→ Work to do: Can you rewrite all the entries below as a two-column CSV headed "entry" and "response", with one row per entry holding its text and its answer? Put each value in one quoted field, turn line breaks into spaces, and leave the pictures out.
↓
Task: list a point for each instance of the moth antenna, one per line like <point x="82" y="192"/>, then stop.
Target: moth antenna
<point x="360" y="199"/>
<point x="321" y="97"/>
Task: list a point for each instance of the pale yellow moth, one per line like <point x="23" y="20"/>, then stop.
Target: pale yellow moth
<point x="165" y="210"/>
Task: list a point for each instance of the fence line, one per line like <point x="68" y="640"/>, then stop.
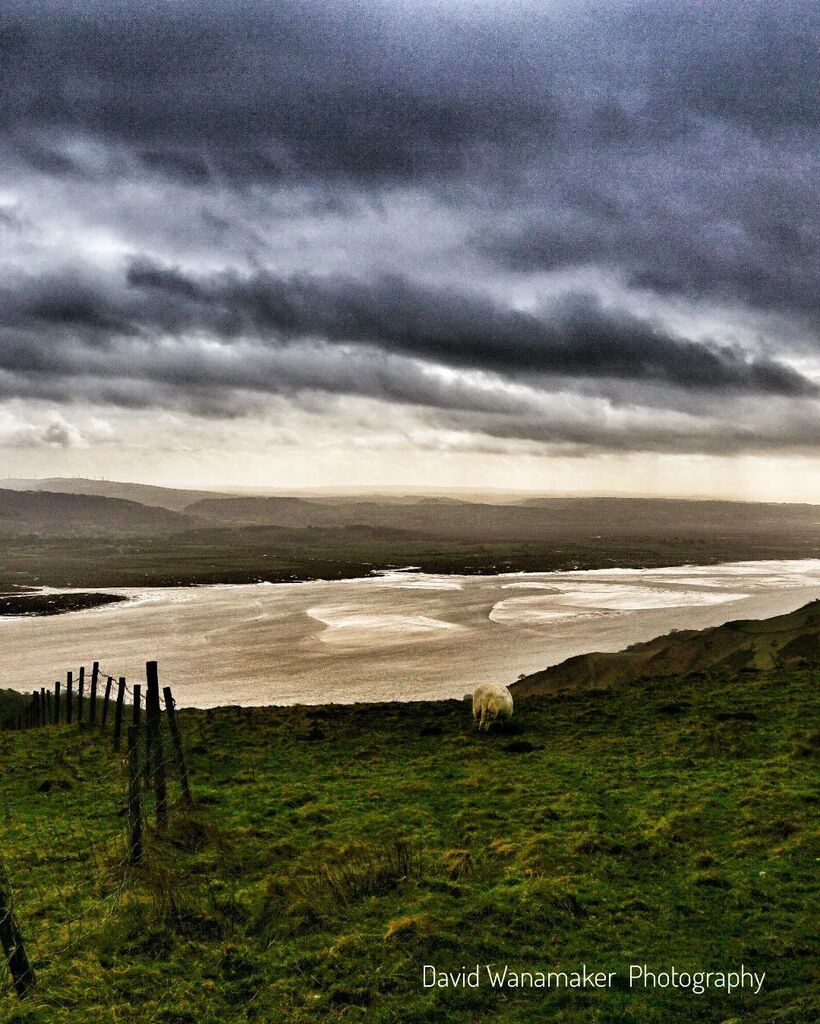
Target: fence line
<point x="59" y="882"/>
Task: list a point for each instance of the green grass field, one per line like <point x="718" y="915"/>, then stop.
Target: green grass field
<point x="334" y="851"/>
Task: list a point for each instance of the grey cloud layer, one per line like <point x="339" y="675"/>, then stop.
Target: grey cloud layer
<point x="670" y="147"/>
↑
→ Result of this exercise:
entry,response
"Task: list a point for each instance of the moth antenna, one per line like <point x=""82"" y=""192""/>, then stop. Target: moth antenna","<point x=""360"" y=""199""/> <point x=""321"" y=""97""/>"
"Task: list a point for each instance of the pale yellow moth, one per line like <point x=""23"" y=""20""/>, then stop. Target: pale yellow moth","<point x=""165"" y=""210""/>"
"Task: list a point for each instance of the fence line, one per line like <point x=""68"" y=""640""/>, then stop. Target: fence line","<point x=""59"" y=""882""/>"
"Task: list a point for each instance of the green grass field, one per line like <point x=""718"" y=""915""/>, then stop. Target: green grass field","<point x=""334"" y=""851""/>"
"Task: list a point for each instance of the grey cloud layer, one per line like <point x=""339"" y=""675""/>, then stop. Target: grey cloud layer","<point x=""670"" y=""147""/>"